[Start of section]
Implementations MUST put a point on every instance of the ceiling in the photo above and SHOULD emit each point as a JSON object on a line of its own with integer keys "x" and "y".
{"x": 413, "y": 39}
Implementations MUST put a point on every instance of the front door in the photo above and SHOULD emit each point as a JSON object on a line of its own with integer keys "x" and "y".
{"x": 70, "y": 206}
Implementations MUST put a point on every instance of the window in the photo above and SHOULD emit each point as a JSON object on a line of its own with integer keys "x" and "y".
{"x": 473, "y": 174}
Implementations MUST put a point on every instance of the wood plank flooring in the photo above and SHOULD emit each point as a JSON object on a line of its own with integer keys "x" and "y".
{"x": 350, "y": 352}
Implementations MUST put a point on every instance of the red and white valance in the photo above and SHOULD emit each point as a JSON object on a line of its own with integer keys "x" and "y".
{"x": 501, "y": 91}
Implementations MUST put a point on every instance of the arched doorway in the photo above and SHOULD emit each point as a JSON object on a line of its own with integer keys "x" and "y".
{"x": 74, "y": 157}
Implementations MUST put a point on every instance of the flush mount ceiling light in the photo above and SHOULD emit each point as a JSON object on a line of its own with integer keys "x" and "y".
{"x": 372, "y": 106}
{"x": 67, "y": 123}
[End of section]
PROMPT = Write out every entry again, keeping each line exactly the same.

EXERCISE RESPONSE =
Implementations MUST put a point on every instance of the ceiling in the photo above and SHOULD emit each point as a JSON object on a line of its own with integer keys "x" and "y".
{"x": 413, "y": 39}
Implementations MUST put a point on every instance of the front door in the photo above and SHOULD emit each point as a JSON object on a line of its own with integer keys "x" and "y".
{"x": 70, "y": 206}
Implementations MUST put a point on every instance of the window in the photo above and SHOULD emit each point as a JSON object on a line of its own with integer keys "x" and "y".
{"x": 473, "y": 174}
Implementations MUST put a point on every instance of the wood plank flooring in the photo above and SHOULD emit each point as a JSON object on a line of its own with integer keys "x" and "y".
{"x": 350, "y": 352}
Implementations MUST put a point on every instance of the red and white valance in the photo above and SHOULD emit each point as a JSON object on a line of its own with integer keys "x" and "y".
{"x": 501, "y": 91}
Implementations MUST put a point on every instance of the arched doorway in the photo above and SHOULD emit each point as a JSON object on a line of its own with integer keys "x" and "y".
{"x": 74, "y": 157}
Implementations MUST put a point on every instance of the flush mount ceiling light in the photo above and SHOULD emit each point as a JSON object on a line of its own with integer keys "x" and "y".
{"x": 372, "y": 106}
{"x": 67, "y": 123}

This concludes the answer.